--- START OF EXTRACT PROVIDED ---

October 22, 2010 – Comments (32) | RELATED TICKERS: SNE , GOOGL , AAPL

Here are things I have realized that I hope can help those younger than me and older than me.  This is the realist list I'll ever produce on here with my experience, my MBA, my investment experience, and my money experiences all before I turned 27 today:

1) My biggest mistake so far can be summed up in 2 simple words.  No not "Motley Fool" lol.  But instead the words "Financial Advisor".  Having one taught me a few things I will never forget for as long as I live.  First, no one cares about your money more than you do.  Don't believe the hype.  Don't believe some stranger that you pay monthly in commissions and fees for cares anything about you or your money.  I started off with one of these several years ago and it lasted 18 months until I started to see things clearly.  I wound up losing thousands from this mistake.  But I always say Fail Fast Succeed Sooner.  I feel sorry for the 40+ year olds that use these guys and get suckered in losing so much more money than I did.

2) If you are going to gamble, then gamble with money you don't need or don't plan on using for investment opportunities.  Playing poker is not an investment.  That is all I will have to say about that.  ESPN loves to show the world all these guys with smiles on their faces and winning millions of dollars.  These guys represent less than 1% of all poker players.  They never show the other 99% that have lost thousands or more and some their entire savings on playing poker.

3) Invest early.  This should be #1 but I thought of it as #3.  Let me repeat this, INVEST EARLY.  This is something I wish I had done when I first started working.  I knew a lot about a few companies and a few sectors when I started working at 16.  This was 11 years ago.  I knew about GOOG when Webcrawler was one of the top search engines.  I was around on the first iPod.  I was around when companies like MCD were in a downfall.  I could of bought GOOG at $100/share.  My first summer I made about $3000.  I could of turned that $3000 into a $18000 or more just on that one stock.  This is just one example and clearly not the best.  Luckily I started investing seriously in my 20's and have never regretted it since.

4) Don't take advice of the majority.  More often than not, you would be better off following your own advice and your own instincts.  Me investing in BAC when it was $3/share when Cramer and every other 'expert' was talking about nationalization was one of my best decisions the past 3 years.  Wish I would of invested in SIRI at $0.05/share but that was a lot more risky and I could have done the same with GM and lost it all.

--- END OF EXTRACT PROVIDED ---

_OBJECTIVE:_ In the post on money lessons, replace "advice" with "counsel" and write out the passage starting at "4) Don't take" and ending at "lost it all.".

--- START OF DATA SHOWN ---

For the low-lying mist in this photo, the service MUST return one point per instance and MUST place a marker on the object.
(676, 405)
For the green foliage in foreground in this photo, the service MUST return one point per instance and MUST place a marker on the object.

--- END OF DATA SHOWN ---

_SOLVED PROBLEM:_
4) Don't take counsel of the majority.  More often than not, you would be better off following your own counsel and your own instincts.  Me investing in BAC when it was $3/share when Cramer and every other 'expert' was talking about nationalization was one of my best decisions the past 3 years.  Wish I would of invested in SIRI at $0.05/share but that was a lot more risky and I could have done the same with GM and lost it all.